▶ Short task:
Please answer these questions using the blog posts below.
(a) Who curated the Intuition show at Whitworth Gallery Manchester?
(b) Where is Brigitte Jurack doing a residency over the summer?
(c) In the July 2 post, what did the writer's close friend say she found off-putting?

▶ Supplied text:
-- start --
Monday, 5 July 2010
Amanda Ravetz
I'm interested in observational cinema and recently made a film about the painter Ian Partridge. One of his works is included in Intuition, the new show at Whitworth Gallery Manchester curated by Bryony Bond (who Jordan knows from his Alchemy residency at Manchester Museum). Bryony has done a wonderful job of selecting work from the Musgrave Kinley Outsider Art Collection, recently donated to Whitworth. If Outsider Art doesn't sound very appealing - and its certainly a contentious term - you might just change your mind after seeing this show.
Brigitte Jurack (who teaches sculpture at MMU) and I were hoping to set up a project in Whitworth park for 7 Sights but sadly Whitworth said they were too taken up with other things to be our hosts, so we have to think again (they own the park, though they let it to the council on a peppercorn rent). Brigitte is at IMMA now doing a residency over the summer, so I need to have a scout around before she gets back and think about other possible places where we might do something. Brigitte's current work is about sculptural representations of youth, and since I did quite a lot of my anthropological fieldwork with young people we thought this was a good point of intersection between our two practices.
I'm looking forward to the meeting in September and seeing everyone there.
Friday, 2 July 2010
Introduction for Tim Neal
Now that's a reasonable introduction to me I'd say - depending on my mood. I was talking to, well rather complaining at, a close friend that she didn't want to speak to me about 'things' by which I meant 'ideas' - she replied that she found the academicspeak - the use of a technical vocabulary - off-putting. I don't think I do that. I am a sort of academic - meaning I have a reasonable tolerance of research, theory and if I knew the rest of this list I'd be a real one. I'm certainly not an artist although I once wrote this:
I'm a wolf without a taste for blood traveling in crush proof packs of twenty
I make sermons when I'm mounted and donate to war on plenty
and more like that a long time ago.
-- end --
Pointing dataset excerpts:
-- start --
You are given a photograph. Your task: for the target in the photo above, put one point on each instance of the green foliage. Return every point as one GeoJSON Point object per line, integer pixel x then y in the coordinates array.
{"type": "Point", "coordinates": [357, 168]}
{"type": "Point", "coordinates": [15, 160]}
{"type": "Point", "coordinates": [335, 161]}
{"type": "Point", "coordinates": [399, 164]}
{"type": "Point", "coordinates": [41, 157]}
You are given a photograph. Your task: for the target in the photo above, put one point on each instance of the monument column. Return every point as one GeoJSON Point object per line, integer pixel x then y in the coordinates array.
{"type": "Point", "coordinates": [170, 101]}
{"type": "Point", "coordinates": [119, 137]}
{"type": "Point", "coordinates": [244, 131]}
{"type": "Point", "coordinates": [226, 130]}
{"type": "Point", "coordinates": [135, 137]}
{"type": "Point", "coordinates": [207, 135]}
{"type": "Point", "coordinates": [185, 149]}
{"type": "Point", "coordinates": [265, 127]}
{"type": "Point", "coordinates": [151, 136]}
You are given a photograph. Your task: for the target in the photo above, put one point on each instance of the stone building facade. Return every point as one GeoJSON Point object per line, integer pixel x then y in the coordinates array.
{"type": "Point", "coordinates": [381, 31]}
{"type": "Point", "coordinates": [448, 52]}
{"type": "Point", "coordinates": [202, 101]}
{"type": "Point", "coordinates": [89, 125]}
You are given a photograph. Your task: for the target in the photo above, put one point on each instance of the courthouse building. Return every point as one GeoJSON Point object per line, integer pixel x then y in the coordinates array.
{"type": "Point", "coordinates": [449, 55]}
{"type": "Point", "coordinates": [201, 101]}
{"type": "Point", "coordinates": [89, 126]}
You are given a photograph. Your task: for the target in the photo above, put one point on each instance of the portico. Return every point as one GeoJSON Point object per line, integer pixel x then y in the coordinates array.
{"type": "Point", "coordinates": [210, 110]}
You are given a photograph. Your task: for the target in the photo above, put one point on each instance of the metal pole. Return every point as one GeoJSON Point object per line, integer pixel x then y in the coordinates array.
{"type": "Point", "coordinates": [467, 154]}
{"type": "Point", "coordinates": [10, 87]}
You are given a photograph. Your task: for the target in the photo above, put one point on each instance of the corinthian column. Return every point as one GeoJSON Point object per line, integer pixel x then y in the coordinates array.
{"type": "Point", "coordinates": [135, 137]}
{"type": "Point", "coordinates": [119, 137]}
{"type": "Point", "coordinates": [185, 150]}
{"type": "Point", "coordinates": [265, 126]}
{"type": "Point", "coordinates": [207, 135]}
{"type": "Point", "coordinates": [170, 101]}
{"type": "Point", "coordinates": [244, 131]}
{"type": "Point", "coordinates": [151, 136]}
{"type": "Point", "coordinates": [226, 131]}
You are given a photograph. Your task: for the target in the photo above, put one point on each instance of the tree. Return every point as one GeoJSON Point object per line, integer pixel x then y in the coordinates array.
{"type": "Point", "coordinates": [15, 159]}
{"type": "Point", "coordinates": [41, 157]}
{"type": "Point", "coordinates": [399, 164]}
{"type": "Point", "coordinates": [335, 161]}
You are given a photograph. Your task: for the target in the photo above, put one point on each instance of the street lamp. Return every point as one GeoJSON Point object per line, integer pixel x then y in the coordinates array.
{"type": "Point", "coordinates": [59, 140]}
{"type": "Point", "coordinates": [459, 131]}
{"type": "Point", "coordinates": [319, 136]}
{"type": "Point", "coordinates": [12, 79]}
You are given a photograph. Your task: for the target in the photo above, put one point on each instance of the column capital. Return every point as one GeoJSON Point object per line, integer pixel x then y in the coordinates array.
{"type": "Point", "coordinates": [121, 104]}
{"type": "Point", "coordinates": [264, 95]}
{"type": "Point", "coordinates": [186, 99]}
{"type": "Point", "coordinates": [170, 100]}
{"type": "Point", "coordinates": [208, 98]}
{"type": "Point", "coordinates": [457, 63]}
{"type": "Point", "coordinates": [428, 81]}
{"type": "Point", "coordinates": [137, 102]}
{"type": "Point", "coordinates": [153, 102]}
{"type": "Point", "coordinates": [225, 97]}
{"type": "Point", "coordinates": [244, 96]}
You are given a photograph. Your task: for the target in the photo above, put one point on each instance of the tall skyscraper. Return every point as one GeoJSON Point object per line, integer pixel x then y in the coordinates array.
-- end --
▶ Output of the task:
(a) Bryony Bond
(b) At IMMA
(c) The academicspeak, meaning the use of a technical vocabulary